- **Directions for this task**
Exactly as written, print each of the entries.

□ □ □ □ □

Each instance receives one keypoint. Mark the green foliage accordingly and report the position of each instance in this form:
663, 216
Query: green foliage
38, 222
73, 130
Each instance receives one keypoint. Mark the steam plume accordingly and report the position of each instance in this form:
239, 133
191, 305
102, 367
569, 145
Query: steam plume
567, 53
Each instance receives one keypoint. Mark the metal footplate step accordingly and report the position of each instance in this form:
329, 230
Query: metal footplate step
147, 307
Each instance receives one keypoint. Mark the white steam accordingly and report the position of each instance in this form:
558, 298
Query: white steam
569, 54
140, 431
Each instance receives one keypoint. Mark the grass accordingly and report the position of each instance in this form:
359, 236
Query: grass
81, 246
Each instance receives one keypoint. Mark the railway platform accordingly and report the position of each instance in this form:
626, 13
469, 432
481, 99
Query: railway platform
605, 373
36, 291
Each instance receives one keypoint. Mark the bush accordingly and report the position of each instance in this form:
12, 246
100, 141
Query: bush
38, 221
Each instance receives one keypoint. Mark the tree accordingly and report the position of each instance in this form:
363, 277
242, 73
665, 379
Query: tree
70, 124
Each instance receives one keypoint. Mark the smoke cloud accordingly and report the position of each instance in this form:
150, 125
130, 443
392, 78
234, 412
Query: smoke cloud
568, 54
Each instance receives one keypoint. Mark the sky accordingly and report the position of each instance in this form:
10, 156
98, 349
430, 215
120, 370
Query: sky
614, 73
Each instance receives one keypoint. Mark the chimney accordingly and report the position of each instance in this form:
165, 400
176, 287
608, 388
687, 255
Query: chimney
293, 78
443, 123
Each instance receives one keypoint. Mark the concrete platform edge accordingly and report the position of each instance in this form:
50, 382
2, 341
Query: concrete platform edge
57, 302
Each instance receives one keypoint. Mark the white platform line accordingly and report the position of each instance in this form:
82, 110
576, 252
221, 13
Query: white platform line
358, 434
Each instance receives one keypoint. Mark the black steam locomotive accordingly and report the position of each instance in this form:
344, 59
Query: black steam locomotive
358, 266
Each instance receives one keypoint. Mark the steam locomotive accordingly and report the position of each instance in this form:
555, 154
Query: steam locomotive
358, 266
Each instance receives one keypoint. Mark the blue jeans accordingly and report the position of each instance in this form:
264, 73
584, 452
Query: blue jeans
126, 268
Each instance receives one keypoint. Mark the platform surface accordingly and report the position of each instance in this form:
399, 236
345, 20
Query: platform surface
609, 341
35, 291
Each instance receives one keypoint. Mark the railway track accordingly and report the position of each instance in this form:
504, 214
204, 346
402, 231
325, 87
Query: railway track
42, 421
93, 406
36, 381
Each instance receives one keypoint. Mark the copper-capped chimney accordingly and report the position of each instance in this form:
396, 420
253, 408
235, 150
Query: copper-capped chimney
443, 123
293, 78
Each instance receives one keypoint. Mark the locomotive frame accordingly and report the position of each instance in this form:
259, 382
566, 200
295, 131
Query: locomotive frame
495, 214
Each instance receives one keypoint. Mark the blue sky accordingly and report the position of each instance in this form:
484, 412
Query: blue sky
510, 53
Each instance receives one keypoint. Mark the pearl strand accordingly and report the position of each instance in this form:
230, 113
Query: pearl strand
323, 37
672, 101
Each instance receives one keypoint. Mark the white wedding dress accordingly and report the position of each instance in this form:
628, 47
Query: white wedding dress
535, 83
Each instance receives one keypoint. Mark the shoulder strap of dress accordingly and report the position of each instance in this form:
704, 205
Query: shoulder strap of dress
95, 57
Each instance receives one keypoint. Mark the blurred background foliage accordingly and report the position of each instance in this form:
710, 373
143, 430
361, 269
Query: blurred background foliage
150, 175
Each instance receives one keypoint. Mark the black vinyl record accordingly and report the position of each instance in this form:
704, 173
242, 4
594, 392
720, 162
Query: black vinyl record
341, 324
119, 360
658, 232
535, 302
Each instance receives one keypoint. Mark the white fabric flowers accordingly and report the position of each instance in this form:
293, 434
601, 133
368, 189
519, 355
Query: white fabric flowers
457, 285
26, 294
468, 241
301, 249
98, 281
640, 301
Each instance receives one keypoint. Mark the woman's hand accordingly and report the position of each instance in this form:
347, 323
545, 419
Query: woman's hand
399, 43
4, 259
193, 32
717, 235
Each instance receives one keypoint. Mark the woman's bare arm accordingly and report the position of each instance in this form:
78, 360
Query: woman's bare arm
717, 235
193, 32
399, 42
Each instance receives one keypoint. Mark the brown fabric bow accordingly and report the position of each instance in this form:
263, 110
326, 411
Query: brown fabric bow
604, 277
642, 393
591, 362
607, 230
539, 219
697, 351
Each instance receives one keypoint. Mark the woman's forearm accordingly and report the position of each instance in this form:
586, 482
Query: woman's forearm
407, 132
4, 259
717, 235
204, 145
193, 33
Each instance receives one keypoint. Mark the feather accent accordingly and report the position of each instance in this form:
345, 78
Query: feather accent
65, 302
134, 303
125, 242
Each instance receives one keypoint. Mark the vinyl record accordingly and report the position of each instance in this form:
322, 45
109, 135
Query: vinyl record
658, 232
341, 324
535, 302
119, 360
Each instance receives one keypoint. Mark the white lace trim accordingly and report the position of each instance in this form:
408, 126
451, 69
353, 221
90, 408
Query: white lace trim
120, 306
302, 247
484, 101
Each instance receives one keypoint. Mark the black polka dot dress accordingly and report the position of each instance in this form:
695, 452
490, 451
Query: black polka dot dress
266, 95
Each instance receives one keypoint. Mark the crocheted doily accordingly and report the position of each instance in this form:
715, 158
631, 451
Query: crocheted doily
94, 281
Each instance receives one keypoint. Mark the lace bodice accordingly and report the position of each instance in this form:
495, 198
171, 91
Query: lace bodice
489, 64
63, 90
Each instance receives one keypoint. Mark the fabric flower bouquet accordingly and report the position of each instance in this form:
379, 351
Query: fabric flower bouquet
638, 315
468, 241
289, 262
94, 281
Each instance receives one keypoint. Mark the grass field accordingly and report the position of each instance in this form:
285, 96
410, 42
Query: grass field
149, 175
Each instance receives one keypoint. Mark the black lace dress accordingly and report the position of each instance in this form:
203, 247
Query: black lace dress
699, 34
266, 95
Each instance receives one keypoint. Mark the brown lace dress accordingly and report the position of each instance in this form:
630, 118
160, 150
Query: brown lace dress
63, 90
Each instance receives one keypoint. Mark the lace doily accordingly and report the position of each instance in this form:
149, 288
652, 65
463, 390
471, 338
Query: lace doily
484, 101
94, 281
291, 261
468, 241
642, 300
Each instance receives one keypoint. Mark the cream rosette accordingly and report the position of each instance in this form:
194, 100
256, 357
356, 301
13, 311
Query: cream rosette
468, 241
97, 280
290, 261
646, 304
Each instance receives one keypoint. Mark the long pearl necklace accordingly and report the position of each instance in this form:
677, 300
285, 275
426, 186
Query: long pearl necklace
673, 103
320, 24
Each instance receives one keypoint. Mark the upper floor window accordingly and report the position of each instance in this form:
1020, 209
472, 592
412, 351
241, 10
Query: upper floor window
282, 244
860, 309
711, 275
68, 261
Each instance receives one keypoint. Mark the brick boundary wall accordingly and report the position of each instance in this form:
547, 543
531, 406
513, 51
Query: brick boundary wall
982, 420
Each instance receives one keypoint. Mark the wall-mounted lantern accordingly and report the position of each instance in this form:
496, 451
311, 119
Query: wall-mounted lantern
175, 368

□ □ □ □ □

- **Result of this task**
Each instance receives one keypoint. Mark the green foliage accordingly and report the position of each instance in this form:
663, 216
Query: green foliage
38, 222
73, 130
Each instance receives one keypoint. Mark the steam plume accordingly and report the position of each instance in this form:
239, 133
191, 305
102, 367
569, 145
Query: steam plume
567, 53
Each instance receives one keypoint. Mark the metal footplate step accordingly and report the position of each instance in this form:
329, 230
Query: metal footplate step
147, 307
Each instance receives one keypoint. Mark the white steam accordingly and report the position of each instance in this form:
558, 298
Query: white steam
569, 54
140, 431
Each instance receives one keypoint. Mark the grass accordingly and report the position of each instance in this form:
359, 236
Query: grass
81, 246
Each instance receives one keypoint. Mark the railway platform accordingly and report the position of each instance in this form:
626, 13
469, 432
481, 99
Query: railway platform
605, 373
36, 291
Each instance receives one keypoint. Mark the bush accordingly and report the position of each instance in this form:
12, 246
100, 141
Query: bush
38, 221
Each instance receives one keypoint. Mark the tree accordingly and report the position of each instance in this form:
363, 277
242, 73
665, 379
Query: tree
70, 124
Each instance receives one keypoint. Mark the smoke cloud accordingly and report the position of each instance in this form:
150, 125
130, 443
392, 78
234, 412
Query: smoke cloud
568, 54
Each instance receives one keypoint. Mark the sky accordingly and report the position of each instance in this form:
10, 156
98, 349
430, 215
120, 370
Query: sky
614, 73
Each instance receives one keypoint. Mark the chimney accordingly and report the position of each instance in this form:
165, 400
176, 287
608, 388
687, 255
Query: chimney
293, 78
443, 123
Each instance receives one keypoint. Mark the concrete platform edge accordingly and report the position of each instance in this form:
50, 382
2, 341
Query: concrete platform edge
57, 302
Each instance receives one keypoint. Mark the white platform line accordingly and report the position of each instance in this form:
82, 110
576, 252
221, 13
Query: white platform line
358, 434
Each instance receives one keypoint. Mark the black steam locomotive accordingly and report the position of each instance in this form:
344, 59
Query: black steam locomotive
358, 266
Each instance receives one keypoint. Mark the steam locomotive accordingly and report the position of each instance in this form:
555, 154
Query: steam locomotive
358, 266
Each instance receives one keypoint. Mark the blue jeans accordingly and report the position of each instance in this form:
264, 73
584, 452
Query: blue jeans
126, 268
Each instance receives one keypoint. Mark the platform surface accordingly and report the position of each instance in this form:
399, 236
345, 20
Query: platform surface
609, 341
35, 291
Each instance receives one keypoint. Mark the railway track accordingly and report the position of each instance in this form:
504, 214
204, 346
402, 231
325, 87
Query: railway track
42, 421
93, 406
36, 381
Each instance receives one keypoint. Mark the copper-capped chimney accordingly and report the position of each instance in this form:
396, 420
253, 408
235, 150
Query: copper-capped chimney
443, 123
293, 78
Each instance receives one keypoint. Mark the locomotive frame accordingly and report the position of each instance in this form:
259, 382
566, 200
295, 131
Query: locomotive frame
495, 214
Each instance receives one keypoint. Mark the blue sky accordingly and report the position of each instance in this form:
484, 412
Query: blue sky
510, 53
Each instance receives one keypoint. Mark the pearl strand accordingly and report the position of each instance in this form:
230, 113
Query: pearl strand
323, 37
672, 101
Each instance receives one keypoint. Mark the white wedding dress accordingly and report the position of each instance in this form:
628, 47
Query: white wedding dress
535, 83
Each instance receives one keypoint. Mark the shoulder strap of dress accordingly and report the position of each instance in this form:
704, 205
Query: shoulder strap of dress
95, 57
Each instance receives one keypoint. Mark the blurred background foliage accordingly and report the position of each instance in this form:
710, 373
143, 430
361, 269
Query: blurred background foliage
150, 175
Each instance receives one keypoint. Mark the black vinyl record accordingly and report the position of each instance in this form:
704, 173
242, 4
594, 392
720, 162
Query: black vinyl record
341, 324
119, 360
658, 232
535, 302
Each instance receives one keypoint. Mark the white fabric flowers accordingly and report the position of each instance in this form:
293, 434
601, 133
368, 189
519, 355
Query: white fabric flowers
457, 285
26, 294
468, 241
301, 249
98, 281
640, 301
Each instance receives one keypoint. Mark the woman's hand accordingly and report the position of each instance in this form:
347, 323
545, 419
Query: woman's hand
399, 43
4, 259
193, 32
717, 235
Each instance receives one keypoint. Mark the woman's bare arm accordingly and report the position of each instance in this form:
78, 360
Query: woman's bare arm
717, 235
193, 32
399, 42
Each instance receives one keypoint. Mark the brown fabric bow accordingly and report the position of each instance in this form:
263, 110
326, 411
Query: brown fabric bow
604, 277
642, 393
591, 362
607, 230
539, 219
697, 351
Each instance receives one keypoint. Mark the woman's forearm accordingly and report the position of each instance in this form:
586, 482
Query: woman's forearm
407, 132
4, 259
717, 235
204, 145
193, 33
Each instance receives one keypoint. Mark the feather accent accordingly and report the position of each instance in this form:
345, 78
Query: feather accent
65, 302
134, 303
125, 242
Each instance receives one keypoint. Mark the vinyl record accordingly and report the position of each instance in this form:
322, 45
109, 135
Query: vinyl record
658, 232
341, 324
535, 302
119, 360
Each instance receives one keypoint. Mark the white lace trim accordingly and report the position of each instance in this form:
408, 126
451, 69
353, 221
90, 408
Query: white lace trim
120, 306
302, 247
484, 101
Each instance receives one keypoint. Mark the black polka dot dress accordingly and report the position of each instance in this form:
695, 452
490, 451
Query: black polka dot dress
266, 95
Each instance receives one keypoint. Mark the crocheted doily accordingly and report the position of each instance in this form:
715, 158
631, 451
Query: crocheted doily
94, 281
Each instance receives one keypoint. Mark the lace bodice accordingly and report the position of each instance in this form:
495, 198
171, 91
Query: lace bodice
489, 64
63, 90
Each instance receives one keypoint. Mark the fabric flower bouquet accordingly and report the position of each instance in this form:
379, 351
Query: fabric flower bouquet
638, 315
468, 241
289, 262
94, 281
Each instance receives one keypoint. Mark the grass field accordingly and report the position of each instance in this form:
285, 96
410, 42
Query: grass field
149, 175
Each instance receives one keypoint. Mark the black lace dress accordingly and report the position of each instance in this form:
203, 247
Query: black lace dress
699, 34
266, 95
Each instance receives one keypoint. Mark the brown lace dress accordingly and report the position of each instance in this form:
630, 118
160, 150
Query: brown lace dress
63, 90
Each instance receives one keypoint. Mark the lace doily accordingly and report the position of each instance in this form:
149, 288
652, 65
463, 390
471, 338
Query: lace doily
484, 101
94, 281
291, 261
468, 241
642, 300
Each instance receives one keypoint. Mark the cream rosette accordingly and report the position of each instance in this form:
194, 100
256, 357
356, 301
13, 311
Query: cream rosette
468, 241
97, 280
290, 261
646, 304
Each instance receives one keypoint. Mark the long pearl necklace accordingly and report the position of each instance in this form:
677, 300
285, 275
426, 186
Query: long pearl necklace
673, 103
320, 24
Each instance receives one keypoint. Mark the upper floor window accordingly and report the position of each instance in this form:
1020, 209
472, 592
412, 351
241, 10
Query: upper floor window
282, 244
860, 309
711, 275
68, 261
Each instance receives one keypoint. Mark the brick boundary wall accordingly and report the position of each instance in this form:
547, 543
531, 406
513, 51
Query: brick boundary wall
982, 420
Each instance receives one keypoint. Mark the wall-mounted lantern accordingly and report the position of each instance in this form:
496, 451
311, 119
Query: wall-mounted lantern
175, 368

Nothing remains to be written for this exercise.